* _Tareas_
A. Según el texto sobre Juan Pablo II y el Tercer Secreto de Fátima, ¿quién puso por escrito los tres mensajes de la «Señora de Luz»?
B. Transcribe del texto sobre Juan Pablo II y el Tercer Secreto de Fátima el fragmento entre "Naturalmente, el oscurantismo" y "iglesia, tal vez?.", ambos incluidos.

* _Texto del documento_
===
El Vaticano, claro, se temió lo peor. Y aunque era cierto que ola ciudad regada por dos ríos» coincidía con Lyon (atravesada por el Ródano y el Saona), aquello no amedrentó ni un ápice al santo padre. De hecho, Wojtyla fue recibido con honores en su aeropuerto internacional por el presidente socialista François Mitterand (¿«cuando florezca la rosa»?), celebró una misa ante más de trescientos mil fieles bajo la atenta vigilancia de un centenar de francotiradores apostados para su protección, e incluso pidió disculpas a sus seguidores explicándoles que aquel despliegue pretendía evitar la acción de un grupo terrorista… o el cumplimiento del ominoso anuncio de Nostradamus.

Por suerte, nada ocurrió.

Juan Pablo II, el anunciado

O casi.

Lo cierto es que aquel vaticinio espoleó tanto mi imaginación adolescente, que ya no dejaría de ver la sombra del temor profético tras algunos grandes movimientos de la política vaticana, y hoy, en conciencia, creo que no me equivoqué. Juan Pablo II dio abundantes muestras de haber sido un hombre permeable a esa clase de anuncios. Sus veintiséis años de pontificado están sembrados de «pistas» al respecto, aunque ninguna tan obvia como su decisión, en mayo de 2000, de desvelar el llamado Tercer Secreto de Fátima.

¿Quién no lo recuerda?.

Ese secreto nació al calor de las supuestas apariciones de la Virgen en Portugal, en 1917, y de los tres mensajes o visiones que aquella «Señora de Luz» compartió con unos aterrorizados pastorcillos que creyeron ver en ellos el anuncio del fin del mundo. La mayor de ellos, Lucia dos Santos, los puso por escrito casi tres décadas más tarde de sus encuentros en Cova de Iría. El primero fue una visión del infierno, lleno de fuego y dolor. El segundo, el advenimiento de la segunda guerra mundial y una advertencia del papel preponderante que tomaría la Rusia comunista que, por cierto, comenzó a fraguarse en la revolución bolchevique de octubre de 1917. Pero el tercero, redactado en un convento de Tuy, en la frontera entre España y Portugal, se optó por no hacerlo público hasta llegado el momento oportuno.

Naturalmente, el oscurantismo de Roma desató toda clase de especulaciones. ¿Por qué no se revelaba el Tercer Secreto de Fátima, tal y como se había hecho con los dos precedentes?. ¿Acaso anunciaba una nueva guerra mundial?. ¿Un fin del mundo?. ¿La desaparición de la iglesia, tal vez?.

Cuando Juan Pablo II decidió darlo a la luz, pronto quedó claro que lo hizo porque se consideraba predestinado para ello.
===
[Entradas de anotación de coordenadas]
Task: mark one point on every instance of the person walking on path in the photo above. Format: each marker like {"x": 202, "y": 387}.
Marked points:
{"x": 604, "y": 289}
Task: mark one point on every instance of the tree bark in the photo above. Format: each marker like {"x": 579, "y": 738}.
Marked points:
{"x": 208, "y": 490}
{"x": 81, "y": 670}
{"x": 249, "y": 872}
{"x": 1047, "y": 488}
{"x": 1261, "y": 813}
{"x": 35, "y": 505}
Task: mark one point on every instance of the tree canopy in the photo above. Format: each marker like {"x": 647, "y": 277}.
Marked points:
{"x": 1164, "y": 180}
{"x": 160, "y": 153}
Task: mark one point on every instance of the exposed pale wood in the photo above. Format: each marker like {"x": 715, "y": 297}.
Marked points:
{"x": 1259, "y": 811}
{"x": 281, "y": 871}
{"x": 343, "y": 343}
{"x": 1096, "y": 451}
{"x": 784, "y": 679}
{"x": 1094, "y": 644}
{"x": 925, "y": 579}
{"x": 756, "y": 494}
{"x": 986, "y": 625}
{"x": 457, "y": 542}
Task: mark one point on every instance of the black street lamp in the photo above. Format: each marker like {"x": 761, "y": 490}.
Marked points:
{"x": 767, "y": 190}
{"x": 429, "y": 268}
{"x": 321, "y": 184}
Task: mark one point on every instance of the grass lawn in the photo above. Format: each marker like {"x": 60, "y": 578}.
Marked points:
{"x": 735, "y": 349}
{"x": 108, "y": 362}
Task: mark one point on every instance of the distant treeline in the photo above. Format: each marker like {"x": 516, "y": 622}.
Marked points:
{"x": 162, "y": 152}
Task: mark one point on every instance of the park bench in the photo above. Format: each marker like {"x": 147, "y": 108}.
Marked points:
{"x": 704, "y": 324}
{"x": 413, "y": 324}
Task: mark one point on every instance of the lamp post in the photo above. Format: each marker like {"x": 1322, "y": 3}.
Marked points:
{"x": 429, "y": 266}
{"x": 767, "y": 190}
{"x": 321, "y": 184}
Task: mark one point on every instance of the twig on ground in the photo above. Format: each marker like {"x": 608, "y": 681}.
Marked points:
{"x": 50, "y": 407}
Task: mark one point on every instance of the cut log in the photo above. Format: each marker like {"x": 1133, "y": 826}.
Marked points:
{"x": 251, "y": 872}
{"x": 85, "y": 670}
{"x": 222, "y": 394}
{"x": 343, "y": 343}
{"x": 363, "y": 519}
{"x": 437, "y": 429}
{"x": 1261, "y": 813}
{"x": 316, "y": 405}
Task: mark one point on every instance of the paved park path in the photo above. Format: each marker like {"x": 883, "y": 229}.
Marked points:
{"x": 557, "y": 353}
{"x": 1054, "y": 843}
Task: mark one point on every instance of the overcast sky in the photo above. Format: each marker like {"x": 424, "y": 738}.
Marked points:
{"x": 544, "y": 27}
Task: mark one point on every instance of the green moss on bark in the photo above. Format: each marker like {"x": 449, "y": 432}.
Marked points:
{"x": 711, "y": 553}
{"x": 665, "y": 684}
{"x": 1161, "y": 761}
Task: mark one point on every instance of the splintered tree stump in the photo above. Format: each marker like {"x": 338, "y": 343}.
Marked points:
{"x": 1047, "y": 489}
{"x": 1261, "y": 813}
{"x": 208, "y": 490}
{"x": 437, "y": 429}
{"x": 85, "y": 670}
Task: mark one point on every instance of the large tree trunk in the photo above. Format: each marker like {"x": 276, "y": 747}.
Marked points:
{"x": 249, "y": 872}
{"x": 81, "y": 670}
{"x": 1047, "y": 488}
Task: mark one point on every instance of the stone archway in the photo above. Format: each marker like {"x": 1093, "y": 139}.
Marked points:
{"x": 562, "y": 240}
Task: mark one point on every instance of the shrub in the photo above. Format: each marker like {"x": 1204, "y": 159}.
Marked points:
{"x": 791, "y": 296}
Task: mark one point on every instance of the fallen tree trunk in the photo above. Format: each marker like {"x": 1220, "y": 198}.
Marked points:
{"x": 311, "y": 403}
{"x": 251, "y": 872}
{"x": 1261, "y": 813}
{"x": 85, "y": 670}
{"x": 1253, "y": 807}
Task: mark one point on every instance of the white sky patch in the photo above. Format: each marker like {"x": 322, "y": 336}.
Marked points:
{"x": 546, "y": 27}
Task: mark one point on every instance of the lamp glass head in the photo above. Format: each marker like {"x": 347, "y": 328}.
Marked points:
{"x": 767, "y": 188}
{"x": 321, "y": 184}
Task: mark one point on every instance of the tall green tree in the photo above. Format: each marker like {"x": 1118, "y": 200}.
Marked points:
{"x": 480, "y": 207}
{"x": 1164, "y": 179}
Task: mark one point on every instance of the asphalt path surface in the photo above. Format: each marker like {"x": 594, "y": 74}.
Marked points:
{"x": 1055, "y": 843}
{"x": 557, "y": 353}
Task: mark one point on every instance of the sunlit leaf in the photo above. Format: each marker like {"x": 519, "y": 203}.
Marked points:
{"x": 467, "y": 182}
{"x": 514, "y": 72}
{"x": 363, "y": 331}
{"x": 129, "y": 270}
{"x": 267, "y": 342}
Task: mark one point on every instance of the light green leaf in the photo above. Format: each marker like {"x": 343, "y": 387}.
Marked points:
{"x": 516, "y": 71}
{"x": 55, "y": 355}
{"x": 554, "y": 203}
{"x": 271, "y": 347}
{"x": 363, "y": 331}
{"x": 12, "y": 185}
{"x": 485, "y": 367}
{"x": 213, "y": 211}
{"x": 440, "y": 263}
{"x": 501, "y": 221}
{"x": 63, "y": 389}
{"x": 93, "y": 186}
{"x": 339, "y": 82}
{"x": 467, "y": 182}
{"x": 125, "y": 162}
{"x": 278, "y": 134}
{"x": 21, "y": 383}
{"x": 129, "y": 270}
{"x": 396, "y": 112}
===
* _Resultados por tarea_
A. Lucia dos Santos, la mayor de los pastorcillos.

B.
Naturalmente, el oscurantismo de Roma desató toda clase de especulaciones. ¿Por qué no se revelaba el Tercer Secreto de Fátima, tal y como se había hecho con los dos precedentes?. ¿Acaso anunciaba una nueva guerra mundial?. ¿Un fin del mundo?. ¿La desaparición de la iglesia, tal vez?.